● **Problem details**
Quote all of the data below exactly, please.
====== Data shown
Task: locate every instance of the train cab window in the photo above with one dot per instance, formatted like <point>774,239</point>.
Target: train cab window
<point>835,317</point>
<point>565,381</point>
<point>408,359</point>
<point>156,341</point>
============
● **Task answer**
Task: locate every instance of the train cab window in the photo above with one dot per instance, formatted like <point>774,239</point>.
Target: train cab window
<point>835,317</point>
<point>565,381</point>
<point>408,359</point>
<point>156,341</point>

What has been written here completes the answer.